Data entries
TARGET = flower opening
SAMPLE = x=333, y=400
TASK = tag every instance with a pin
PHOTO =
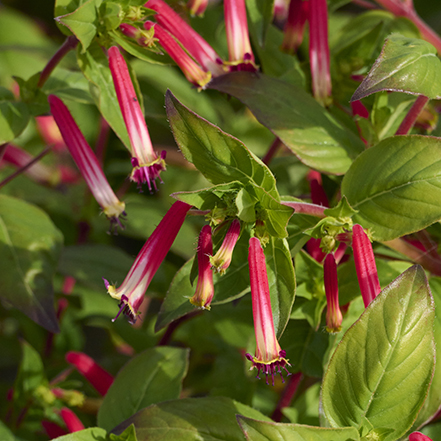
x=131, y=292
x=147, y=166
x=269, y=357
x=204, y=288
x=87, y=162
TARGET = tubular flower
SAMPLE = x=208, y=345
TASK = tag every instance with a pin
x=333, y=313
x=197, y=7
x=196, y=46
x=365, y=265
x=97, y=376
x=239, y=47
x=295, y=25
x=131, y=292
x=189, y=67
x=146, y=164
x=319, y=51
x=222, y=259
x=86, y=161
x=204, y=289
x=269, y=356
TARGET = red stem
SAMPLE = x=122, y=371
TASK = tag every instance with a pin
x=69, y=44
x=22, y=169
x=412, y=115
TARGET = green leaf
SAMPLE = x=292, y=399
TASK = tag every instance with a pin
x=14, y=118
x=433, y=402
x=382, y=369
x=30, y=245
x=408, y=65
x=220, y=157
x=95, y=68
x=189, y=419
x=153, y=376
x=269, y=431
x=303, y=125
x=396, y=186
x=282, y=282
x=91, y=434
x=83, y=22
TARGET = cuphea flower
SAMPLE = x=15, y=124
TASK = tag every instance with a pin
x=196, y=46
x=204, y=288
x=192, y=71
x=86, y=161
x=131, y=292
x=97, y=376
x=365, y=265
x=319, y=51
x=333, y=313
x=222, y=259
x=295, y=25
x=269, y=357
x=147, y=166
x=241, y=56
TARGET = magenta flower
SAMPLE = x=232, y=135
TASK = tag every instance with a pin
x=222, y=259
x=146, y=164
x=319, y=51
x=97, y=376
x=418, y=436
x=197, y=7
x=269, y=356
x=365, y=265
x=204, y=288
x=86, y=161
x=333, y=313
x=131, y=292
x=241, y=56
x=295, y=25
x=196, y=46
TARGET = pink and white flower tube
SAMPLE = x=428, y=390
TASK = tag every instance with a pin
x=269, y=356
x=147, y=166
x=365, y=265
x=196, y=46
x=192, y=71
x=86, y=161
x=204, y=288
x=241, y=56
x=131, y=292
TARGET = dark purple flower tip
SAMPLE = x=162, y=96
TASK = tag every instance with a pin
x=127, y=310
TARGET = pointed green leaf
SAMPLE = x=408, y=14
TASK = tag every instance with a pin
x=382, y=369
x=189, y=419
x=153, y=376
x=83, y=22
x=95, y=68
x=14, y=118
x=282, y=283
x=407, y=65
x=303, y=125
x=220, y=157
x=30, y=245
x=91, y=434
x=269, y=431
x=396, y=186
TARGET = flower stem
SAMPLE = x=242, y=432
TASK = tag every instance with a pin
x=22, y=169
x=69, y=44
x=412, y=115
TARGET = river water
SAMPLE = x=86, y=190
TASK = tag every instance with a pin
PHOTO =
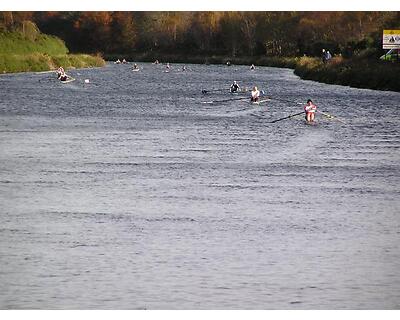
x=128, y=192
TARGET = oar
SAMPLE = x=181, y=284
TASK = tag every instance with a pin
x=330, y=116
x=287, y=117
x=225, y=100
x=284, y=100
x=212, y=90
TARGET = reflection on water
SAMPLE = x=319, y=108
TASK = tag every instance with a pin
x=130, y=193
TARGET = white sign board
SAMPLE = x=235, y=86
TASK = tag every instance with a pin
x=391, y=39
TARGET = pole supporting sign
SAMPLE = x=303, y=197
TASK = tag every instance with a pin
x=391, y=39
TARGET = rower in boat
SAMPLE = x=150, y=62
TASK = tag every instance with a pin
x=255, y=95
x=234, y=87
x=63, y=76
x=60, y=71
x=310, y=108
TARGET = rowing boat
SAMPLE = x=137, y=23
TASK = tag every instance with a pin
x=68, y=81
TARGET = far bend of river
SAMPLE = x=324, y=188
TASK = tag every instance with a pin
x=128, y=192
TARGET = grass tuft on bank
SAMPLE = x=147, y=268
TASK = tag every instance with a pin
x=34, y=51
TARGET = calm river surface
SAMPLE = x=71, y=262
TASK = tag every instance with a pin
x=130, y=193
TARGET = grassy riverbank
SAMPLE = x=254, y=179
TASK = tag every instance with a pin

PROBLEM
Rewrite all the material above with "SAMPLE" changed to "HINT" everywhere and nothing else altered, omitting the pictures.

RESULT
TARGET = flower opening
HINT = x=333, y=400
TASK = tag every instance with a pin
PHOTO =
x=131, y=292
x=147, y=166
x=269, y=357
x=204, y=288
x=87, y=162
TARGET = tubular flower
HINT = x=208, y=345
TASK = tag every instance with a pin
x=333, y=313
x=197, y=7
x=196, y=46
x=365, y=265
x=97, y=376
x=239, y=47
x=295, y=25
x=131, y=292
x=189, y=67
x=146, y=164
x=319, y=51
x=222, y=259
x=86, y=161
x=204, y=289
x=269, y=356
TARGET = red stem
HINT = x=122, y=371
TASK = tag every instance with a pin
x=69, y=44
x=22, y=169
x=412, y=115
TARGET = green leaf
HINT = x=292, y=399
TASK = tag every instance with a pin
x=14, y=118
x=433, y=402
x=382, y=369
x=30, y=245
x=408, y=65
x=220, y=157
x=95, y=68
x=189, y=419
x=153, y=376
x=269, y=431
x=303, y=125
x=396, y=186
x=282, y=282
x=91, y=434
x=83, y=22
TARGET = cuphea flower
HINT = x=15, y=124
TASK = tag every instance with a pin
x=196, y=46
x=204, y=288
x=192, y=71
x=86, y=161
x=131, y=292
x=97, y=376
x=365, y=265
x=319, y=51
x=333, y=313
x=222, y=259
x=295, y=25
x=269, y=357
x=147, y=166
x=241, y=56
TARGET = magenta flower
HINT = x=232, y=135
TASK = tag every instance with a pin
x=222, y=259
x=146, y=164
x=319, y=51
x=97, y=376
x=418, y=436
x=197, y=7
x=269, y=356
x=365, y=265
x=204, y=288
x=86, y=161
x=333, y=313
x=131, y=292
x=241, y=56
x=295, y=25
x=196, y=46
TARGET = pink and white flower tube
HINT = x=428, y=390
TASK = tag every instance with a pin
x=269, y=356
x=147, y=166
x=365, y=265
x=196, y=46
x=192, y=71
x=86, y=161
x=204, y=288
x=241, y=56
x=131, y=292
TARGET = dark purple flower tip
HINT = x=162, y=96
TASK = tag every instance with a pin
x=127, y=310
TARGET = pointed green leaf
HINT = x=408, y=14
TASK = tag every instance with a pin
x=382, y=369
x=189, y=419
x=153, y=376
x=83, y=22
x=95, y=68
x=14, y=118
x=282, y=283
x=407, y=65
x=303, y=125
x=220, y=157
x=30, y=245
x=91, y=434
x=269, y=431
x=396, y=186
TARGET = flower stem
HINT = x=242, y=432
TASK = tag every instance with a pin
x=22, y=169
x=69, y=44
x=412, y=115
TARGET = river water
HINT = x=86, y=190
TASK = tag every instance with a pin
PHOTO =
x=128, y=192
TARGET = oar
HINT = x=181, y=284
TASK = tag every instance with a pin
x=330, y=116
x=287, y=117
x=225, y=100
x=284, y=100
x=212, y=90
TARGET = reflection on water
HINT = x=319, y=108
TASK = tag every instance with a pin
x=130, y=193
TARGET = white sign board
HINT = x=235, y=86
TASK = tag every instance with a pin
x=391, y=39
TARGET = pole supporting sign
HINT = x=303, y=197
TASK = tag every instance with a pin
x=391, y=39
TARGET = rower in boat
HINT = x=150, y=62
TASK = tag every instance with a pin
x=255, y=95
x=234, y=87
x=63, y=76
x=60, y=71
x=310, y=108
TARGET = rowing boat
HINT = x=137, y=23
TASK = tag every instance with a pin
x=68, y=81
TARGET = far bend of river
HINT = x=324, y=188
TASK = tag every instance with a pin
x=128, y=192
TARGET = grass tuft on bank
HINT = x=147, y=268
TASK = tag every instance with a pin
x=34, y=51
TARGET = calm river surface
HINT = x=71, y=262
TASK = tag every instance with a pin
x=130, y=193
TARGET = grassy riverbank
HINT = x=254, y=179
TASK = tag every instance with a pin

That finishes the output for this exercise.